» GIVEN TEXT
+ + +

However, covered entities are leery of getting whacked with penalties for noncompliance, so they “have understandably interpreted HIPAA conservatively." That has limited protected health information in patient outreach.
Concerns about HIPAA affecting patient engagement are not new. Some healthcare experts have said HIPAA, which is now more than 20 years old, may be outdated. One reason is that the law creates barriers to better patient engagement.
Patient engagement does work when implemented properly, and patients do like communicating with their physicians. A recent West survey found 75% of patients with chronic conditions want their doctor to contact them regularly to keep tabs on their health. However, patients don't feel that they have proper access to their records. A CDW Healthcare survey found that 89% of patients say they want easier access to their health records.
One way is to integrate patient portals into care, but providers and patients haven’t exactly embraced patient portals. Brian Eastwood, consumer engagement and consumer-directed healthcare analyst at Chilmark Research, recently told Healthcare Dive that patient portal technology adoption is only at between 25% and 35%.
In addition to HIPAA barriers, portals are usually not mobile-friendly, which makes it harder for patients to access them. However, health systems view improved patient portals as an important tool for patients and a system's long-range success. Tami Minnier, chief quality officer at UPMC, recently told Healthcare Dive that a "feature-rich, easy-to-use patient portal will ultimately pay off in increased patient and member loyalty, more engaged patients and families who make better decisions about their health, and potentially lower costs for patients and payors alike.”

+ + +

» WHAT YOU ARE ASKED TO DO
Rewrite the passage on HIPAA and patient engagement from the words "Patient engagement does" through "their health records.", putting "long-term illnesses" wherever "chronic conditions" appears.

» DATASET EXCERPTS

+ + +

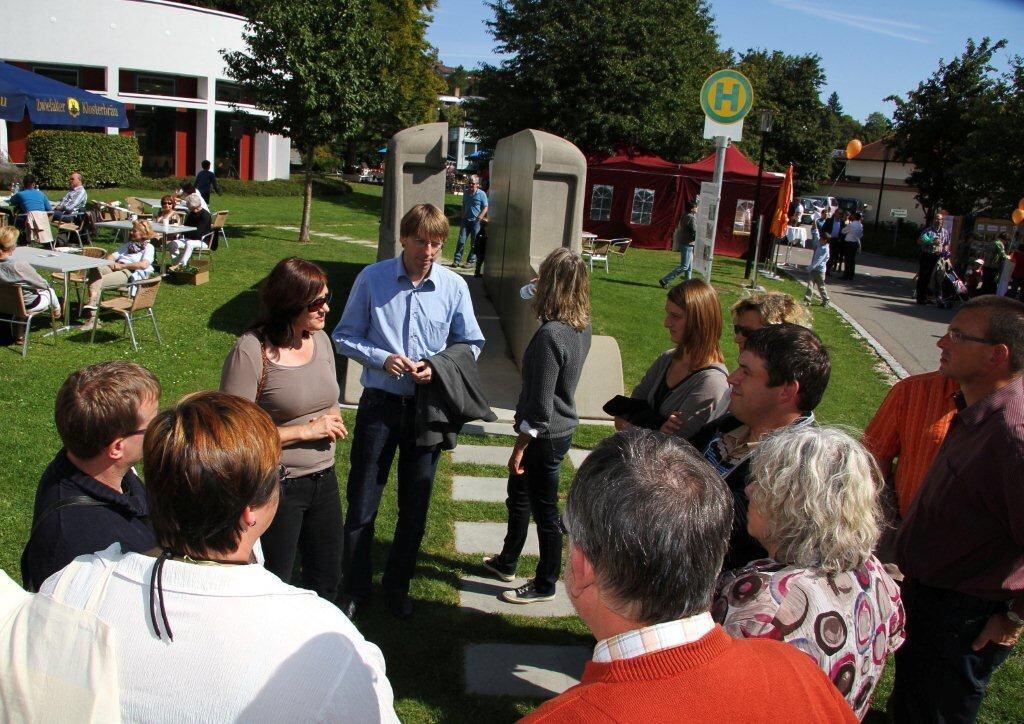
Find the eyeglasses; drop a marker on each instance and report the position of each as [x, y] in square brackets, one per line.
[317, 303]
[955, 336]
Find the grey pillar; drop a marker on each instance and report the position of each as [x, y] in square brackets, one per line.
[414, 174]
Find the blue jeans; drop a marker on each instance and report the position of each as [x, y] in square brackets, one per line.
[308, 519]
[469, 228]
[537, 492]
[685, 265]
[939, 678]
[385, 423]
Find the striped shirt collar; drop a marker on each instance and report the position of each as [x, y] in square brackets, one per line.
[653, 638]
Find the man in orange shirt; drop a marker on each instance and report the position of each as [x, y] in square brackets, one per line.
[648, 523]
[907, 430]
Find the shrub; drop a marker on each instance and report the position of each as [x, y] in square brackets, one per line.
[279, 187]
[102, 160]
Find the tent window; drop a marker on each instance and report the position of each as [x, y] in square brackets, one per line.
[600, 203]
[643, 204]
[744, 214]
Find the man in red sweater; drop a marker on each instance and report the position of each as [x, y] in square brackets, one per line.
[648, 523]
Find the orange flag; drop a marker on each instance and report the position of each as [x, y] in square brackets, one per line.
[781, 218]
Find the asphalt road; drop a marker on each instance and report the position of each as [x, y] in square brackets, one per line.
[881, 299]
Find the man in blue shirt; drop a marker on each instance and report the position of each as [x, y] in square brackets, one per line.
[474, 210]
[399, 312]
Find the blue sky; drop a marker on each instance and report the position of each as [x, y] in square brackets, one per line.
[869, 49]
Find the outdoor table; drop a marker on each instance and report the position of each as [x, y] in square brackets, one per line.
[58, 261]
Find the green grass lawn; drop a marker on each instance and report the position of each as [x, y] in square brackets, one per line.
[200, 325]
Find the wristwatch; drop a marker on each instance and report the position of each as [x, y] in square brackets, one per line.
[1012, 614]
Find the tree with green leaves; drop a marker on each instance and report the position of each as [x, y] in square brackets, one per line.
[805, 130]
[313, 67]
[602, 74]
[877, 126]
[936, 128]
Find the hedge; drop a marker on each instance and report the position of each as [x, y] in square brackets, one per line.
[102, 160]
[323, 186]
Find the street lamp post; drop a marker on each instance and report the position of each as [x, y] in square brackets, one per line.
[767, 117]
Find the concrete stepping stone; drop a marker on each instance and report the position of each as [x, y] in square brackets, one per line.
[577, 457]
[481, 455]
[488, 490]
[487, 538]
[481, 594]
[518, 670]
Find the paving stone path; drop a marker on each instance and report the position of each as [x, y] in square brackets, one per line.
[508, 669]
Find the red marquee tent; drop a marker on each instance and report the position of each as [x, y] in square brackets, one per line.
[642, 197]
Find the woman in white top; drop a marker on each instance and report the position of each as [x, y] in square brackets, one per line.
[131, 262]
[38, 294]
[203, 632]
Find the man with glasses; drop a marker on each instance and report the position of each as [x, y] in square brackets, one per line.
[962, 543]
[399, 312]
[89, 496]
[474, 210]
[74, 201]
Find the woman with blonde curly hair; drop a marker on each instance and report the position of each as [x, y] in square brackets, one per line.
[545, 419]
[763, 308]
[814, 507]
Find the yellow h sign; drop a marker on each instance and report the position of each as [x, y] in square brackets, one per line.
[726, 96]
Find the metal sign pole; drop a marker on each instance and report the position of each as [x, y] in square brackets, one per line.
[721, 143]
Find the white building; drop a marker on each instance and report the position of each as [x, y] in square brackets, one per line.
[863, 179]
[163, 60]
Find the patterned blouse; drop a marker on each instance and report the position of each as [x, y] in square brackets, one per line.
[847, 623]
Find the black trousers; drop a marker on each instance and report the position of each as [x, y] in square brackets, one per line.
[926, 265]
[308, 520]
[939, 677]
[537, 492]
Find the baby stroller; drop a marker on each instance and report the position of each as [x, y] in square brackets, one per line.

+ + +

» WRITTEN SOLUTION
Patient engagement does work when implemented properly, and patients do like communicating with their physicians. A recent West survey found 75% of patients with long-term illnesses want their doctor to contact them regularly to keep tabs on their health. However, patients don't feel that they have proper access to their records. A CDW Healthcare survey found that 89% of patients say they want easier access to their health records.